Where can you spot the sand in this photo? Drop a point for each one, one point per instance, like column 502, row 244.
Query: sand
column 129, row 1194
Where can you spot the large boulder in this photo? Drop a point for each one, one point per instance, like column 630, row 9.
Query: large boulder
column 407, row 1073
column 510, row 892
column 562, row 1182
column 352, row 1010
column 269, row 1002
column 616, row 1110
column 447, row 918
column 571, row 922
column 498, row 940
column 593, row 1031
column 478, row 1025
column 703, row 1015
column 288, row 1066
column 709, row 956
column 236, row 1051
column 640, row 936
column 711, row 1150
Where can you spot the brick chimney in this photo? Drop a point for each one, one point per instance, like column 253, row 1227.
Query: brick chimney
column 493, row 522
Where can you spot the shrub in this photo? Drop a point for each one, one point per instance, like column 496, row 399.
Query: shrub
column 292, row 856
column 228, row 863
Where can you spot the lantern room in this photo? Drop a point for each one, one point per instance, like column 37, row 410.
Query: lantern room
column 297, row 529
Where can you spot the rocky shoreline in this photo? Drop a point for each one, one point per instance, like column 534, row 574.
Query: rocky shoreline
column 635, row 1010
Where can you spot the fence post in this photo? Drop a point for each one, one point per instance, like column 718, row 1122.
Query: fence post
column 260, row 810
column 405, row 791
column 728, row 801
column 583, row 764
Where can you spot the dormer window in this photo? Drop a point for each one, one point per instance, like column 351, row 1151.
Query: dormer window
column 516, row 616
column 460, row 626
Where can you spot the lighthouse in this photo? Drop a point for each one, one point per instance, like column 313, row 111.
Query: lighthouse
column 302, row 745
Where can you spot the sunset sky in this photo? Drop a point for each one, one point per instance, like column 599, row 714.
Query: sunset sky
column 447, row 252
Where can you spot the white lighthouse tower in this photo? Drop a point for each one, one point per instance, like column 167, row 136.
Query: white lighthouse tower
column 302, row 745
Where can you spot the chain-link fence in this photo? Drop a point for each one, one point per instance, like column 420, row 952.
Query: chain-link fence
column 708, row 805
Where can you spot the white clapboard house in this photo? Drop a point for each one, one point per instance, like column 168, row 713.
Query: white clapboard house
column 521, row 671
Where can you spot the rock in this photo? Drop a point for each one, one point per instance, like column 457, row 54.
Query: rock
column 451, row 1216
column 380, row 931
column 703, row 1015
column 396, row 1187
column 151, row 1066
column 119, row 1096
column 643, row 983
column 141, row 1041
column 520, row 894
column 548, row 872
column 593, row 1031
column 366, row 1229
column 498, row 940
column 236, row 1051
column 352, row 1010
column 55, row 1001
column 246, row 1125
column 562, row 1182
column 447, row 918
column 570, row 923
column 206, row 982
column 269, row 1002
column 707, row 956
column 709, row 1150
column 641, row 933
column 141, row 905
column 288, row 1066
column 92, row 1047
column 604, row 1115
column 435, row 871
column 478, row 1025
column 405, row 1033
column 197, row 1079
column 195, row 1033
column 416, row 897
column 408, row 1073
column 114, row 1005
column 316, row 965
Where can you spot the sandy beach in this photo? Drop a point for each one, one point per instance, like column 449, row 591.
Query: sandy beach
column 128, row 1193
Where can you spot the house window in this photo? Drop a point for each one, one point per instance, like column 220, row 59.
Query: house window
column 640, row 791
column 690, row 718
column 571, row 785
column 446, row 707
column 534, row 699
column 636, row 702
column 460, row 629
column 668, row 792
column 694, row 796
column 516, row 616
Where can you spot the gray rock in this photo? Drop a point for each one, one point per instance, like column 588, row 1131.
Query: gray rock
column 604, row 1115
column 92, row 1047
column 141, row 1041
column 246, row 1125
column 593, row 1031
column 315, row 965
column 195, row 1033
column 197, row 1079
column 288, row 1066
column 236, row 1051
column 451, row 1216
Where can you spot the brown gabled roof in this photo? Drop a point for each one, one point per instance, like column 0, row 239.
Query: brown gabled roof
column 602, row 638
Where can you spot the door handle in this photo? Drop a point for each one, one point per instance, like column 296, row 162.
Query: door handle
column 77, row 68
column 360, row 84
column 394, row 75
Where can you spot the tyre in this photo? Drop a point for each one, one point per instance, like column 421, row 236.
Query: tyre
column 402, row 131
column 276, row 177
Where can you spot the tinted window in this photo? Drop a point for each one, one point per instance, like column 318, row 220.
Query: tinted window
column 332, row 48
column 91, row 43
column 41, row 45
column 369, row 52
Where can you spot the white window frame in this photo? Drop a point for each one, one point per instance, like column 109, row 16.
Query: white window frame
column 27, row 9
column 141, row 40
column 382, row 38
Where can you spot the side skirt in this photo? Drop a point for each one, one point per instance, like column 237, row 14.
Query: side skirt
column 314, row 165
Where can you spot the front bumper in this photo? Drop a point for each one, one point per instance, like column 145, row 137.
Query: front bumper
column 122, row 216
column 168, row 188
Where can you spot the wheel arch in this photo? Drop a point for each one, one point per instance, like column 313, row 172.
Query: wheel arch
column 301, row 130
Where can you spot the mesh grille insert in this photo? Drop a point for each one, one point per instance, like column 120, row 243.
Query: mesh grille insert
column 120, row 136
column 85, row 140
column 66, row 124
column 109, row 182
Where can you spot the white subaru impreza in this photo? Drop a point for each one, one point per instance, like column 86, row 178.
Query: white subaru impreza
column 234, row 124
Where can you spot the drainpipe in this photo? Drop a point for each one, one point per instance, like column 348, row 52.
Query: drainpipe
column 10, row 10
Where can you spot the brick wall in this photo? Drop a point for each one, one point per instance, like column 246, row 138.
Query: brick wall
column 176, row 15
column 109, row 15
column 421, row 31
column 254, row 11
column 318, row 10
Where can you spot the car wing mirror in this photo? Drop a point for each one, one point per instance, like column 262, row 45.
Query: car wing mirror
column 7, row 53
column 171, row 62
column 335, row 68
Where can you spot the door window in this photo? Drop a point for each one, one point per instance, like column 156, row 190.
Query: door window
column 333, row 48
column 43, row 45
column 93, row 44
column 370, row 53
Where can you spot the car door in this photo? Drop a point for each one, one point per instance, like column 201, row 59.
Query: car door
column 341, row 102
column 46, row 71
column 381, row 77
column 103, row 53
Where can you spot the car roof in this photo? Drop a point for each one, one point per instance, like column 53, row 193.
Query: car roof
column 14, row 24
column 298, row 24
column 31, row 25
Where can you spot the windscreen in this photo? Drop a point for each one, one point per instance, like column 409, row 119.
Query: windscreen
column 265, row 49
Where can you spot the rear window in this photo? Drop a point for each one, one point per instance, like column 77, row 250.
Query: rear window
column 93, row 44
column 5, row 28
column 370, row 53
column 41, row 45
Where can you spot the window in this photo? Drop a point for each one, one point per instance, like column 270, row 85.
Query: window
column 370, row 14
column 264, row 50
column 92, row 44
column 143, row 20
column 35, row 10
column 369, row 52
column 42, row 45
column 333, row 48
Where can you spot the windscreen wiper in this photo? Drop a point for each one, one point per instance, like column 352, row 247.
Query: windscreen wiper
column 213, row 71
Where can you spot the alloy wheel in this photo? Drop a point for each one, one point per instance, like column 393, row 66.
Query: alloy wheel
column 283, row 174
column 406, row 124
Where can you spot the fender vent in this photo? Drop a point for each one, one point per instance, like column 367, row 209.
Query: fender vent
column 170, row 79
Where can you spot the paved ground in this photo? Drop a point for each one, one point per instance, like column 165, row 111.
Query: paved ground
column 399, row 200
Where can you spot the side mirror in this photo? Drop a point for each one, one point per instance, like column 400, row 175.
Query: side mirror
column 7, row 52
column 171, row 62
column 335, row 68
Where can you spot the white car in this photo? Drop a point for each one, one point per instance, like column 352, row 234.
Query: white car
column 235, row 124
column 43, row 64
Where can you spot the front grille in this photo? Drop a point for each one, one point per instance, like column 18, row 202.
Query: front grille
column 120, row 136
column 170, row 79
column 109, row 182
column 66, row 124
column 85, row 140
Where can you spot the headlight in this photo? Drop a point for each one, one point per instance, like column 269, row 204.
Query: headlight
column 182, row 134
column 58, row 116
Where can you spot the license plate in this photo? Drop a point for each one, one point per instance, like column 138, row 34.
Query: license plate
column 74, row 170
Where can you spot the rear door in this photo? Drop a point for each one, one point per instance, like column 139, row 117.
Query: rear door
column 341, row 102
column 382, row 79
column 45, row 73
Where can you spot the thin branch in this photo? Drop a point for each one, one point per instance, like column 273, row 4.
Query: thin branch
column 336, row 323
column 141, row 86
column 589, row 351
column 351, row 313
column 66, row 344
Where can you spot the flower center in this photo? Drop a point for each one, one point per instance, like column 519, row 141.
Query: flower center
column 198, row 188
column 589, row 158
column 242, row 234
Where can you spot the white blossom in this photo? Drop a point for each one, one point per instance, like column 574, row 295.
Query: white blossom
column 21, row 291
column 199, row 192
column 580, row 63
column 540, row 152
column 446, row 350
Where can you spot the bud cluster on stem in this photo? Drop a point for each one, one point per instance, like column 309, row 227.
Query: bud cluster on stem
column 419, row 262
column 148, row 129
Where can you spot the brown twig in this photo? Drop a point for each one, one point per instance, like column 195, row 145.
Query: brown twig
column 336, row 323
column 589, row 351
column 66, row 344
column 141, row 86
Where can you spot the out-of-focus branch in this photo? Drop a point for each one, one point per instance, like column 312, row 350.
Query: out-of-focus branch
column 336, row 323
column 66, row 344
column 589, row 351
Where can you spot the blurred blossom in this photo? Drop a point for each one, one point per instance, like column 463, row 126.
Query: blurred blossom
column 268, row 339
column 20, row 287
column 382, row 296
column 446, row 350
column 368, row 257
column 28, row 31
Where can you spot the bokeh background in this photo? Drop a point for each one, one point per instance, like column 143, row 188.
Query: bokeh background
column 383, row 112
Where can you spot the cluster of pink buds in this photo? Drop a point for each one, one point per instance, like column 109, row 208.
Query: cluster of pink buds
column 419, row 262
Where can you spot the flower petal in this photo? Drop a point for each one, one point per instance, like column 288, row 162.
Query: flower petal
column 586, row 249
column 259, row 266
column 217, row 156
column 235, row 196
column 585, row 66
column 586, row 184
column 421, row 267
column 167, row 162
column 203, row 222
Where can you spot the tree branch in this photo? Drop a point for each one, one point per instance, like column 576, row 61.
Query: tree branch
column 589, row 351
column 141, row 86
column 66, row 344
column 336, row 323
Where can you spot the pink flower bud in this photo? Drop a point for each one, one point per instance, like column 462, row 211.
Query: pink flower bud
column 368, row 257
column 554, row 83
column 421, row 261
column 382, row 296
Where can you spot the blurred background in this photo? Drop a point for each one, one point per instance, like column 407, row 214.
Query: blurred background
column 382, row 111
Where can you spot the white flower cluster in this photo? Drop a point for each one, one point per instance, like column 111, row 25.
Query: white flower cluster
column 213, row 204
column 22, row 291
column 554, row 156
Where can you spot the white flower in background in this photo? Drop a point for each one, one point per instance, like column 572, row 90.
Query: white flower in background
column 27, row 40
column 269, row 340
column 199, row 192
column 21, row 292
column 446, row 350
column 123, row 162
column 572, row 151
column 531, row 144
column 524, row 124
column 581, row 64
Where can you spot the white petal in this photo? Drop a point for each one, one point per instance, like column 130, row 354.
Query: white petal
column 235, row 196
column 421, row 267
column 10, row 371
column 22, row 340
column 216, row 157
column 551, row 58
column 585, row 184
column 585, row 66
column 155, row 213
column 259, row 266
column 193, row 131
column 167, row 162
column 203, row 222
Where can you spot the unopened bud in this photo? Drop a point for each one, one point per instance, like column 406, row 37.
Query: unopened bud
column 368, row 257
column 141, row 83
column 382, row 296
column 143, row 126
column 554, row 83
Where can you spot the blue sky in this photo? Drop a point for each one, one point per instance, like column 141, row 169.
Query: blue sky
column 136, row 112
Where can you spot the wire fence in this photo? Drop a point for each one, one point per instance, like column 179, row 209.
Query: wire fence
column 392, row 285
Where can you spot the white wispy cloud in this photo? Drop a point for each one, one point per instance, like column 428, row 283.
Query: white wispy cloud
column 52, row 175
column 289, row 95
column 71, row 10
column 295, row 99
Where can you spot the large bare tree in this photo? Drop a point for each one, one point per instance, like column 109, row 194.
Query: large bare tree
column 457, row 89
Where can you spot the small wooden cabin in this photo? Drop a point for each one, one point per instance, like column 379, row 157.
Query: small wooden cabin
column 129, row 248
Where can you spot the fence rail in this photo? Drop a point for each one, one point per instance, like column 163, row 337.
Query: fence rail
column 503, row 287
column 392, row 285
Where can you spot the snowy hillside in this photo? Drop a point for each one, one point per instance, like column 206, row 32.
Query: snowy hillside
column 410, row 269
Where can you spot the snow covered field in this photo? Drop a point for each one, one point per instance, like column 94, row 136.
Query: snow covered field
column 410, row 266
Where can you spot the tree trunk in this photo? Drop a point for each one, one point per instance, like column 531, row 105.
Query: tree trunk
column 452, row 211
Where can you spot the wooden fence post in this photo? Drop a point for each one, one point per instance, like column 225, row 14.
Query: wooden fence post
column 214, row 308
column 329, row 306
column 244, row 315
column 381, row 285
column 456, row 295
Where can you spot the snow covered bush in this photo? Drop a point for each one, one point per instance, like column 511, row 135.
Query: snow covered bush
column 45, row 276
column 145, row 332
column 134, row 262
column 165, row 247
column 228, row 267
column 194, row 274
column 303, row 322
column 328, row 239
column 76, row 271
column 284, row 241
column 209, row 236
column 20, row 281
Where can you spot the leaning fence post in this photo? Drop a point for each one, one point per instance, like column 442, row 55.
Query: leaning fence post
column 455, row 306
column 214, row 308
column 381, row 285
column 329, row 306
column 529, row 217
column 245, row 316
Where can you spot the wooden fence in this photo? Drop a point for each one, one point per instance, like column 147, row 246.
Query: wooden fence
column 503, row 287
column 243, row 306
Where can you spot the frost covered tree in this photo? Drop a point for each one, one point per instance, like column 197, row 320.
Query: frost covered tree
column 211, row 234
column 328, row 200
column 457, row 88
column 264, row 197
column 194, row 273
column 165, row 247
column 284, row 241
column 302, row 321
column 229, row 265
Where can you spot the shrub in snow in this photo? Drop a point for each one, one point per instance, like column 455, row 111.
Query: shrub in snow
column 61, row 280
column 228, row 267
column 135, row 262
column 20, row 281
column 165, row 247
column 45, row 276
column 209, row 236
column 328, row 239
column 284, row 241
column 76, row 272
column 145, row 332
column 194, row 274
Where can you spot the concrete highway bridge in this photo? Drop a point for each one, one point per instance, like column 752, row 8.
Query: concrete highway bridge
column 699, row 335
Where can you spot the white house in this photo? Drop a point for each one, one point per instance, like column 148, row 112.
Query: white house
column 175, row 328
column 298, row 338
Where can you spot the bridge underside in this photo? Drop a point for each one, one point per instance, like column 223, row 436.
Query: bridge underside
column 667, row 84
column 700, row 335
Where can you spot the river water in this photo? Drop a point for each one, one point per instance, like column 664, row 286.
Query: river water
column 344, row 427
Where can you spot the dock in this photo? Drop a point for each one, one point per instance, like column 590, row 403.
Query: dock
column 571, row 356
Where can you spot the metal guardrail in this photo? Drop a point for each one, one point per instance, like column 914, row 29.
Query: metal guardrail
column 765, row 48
• • • • • • •
* _Your goal_: Render the listing above, from its first line through the line containing "column 228, row 863", as a Markdown table with the columns "No." and "Entry." Give each nonblank line its own numbered row and skip blank lines.

* _Solution to the problem_:
| No. | Entry |
|---|---|
| 1 | Where can you spot the sand in this photo? Drop a point for each one, one point per instance, like column 502, row 244. |
| 2 | Query: sand |
| 3 | column 129, row 1194 |
| 4 | Where can you spot the large boulder in this photo? Drop a point for each one, one point per instance, like column 630, row 9. |
| 5 | Query: large boulder |
| 6 | column 407, row 1073 |
| 7 | column 510, row 892 |
| 8 | column 562, row 1182 |
| 9 | column 352, row 1010 |
| 10 | column 269, row 1002 |
| 11 | column 616, row 1110 |
| 12 | column 447, row 918 |
| 13 | column 571, row 922 |
| 14 | column 498, row 940 |
| 15 | column 593, row 1031 |
| 16 | column 478, row 1025 |
| 17 | column 703, row 1015 |
| 18 | column 288, row 1066 |
| 19 | column 709, row 956 |
| 20 | column 236, row 1051 |
| 21 | column 640, row 936 |
| 22 | column 711, row 1150 |
| 23 | Where can you spot the brick chimney in this photo? Drop a point for each one, one point per instance, like column 253, row 1227. |
| 24 | Query: brick chimney |
| 25 | column 493, row 522 |
| 26 | Where can you spot the shrub in this photo? Drop a point for each one, one point per instance, like column 496, row 399. |
| 27 | Query: shrub |
| 28 | column 292, row 856 |
| 29 | column 228, row 863 |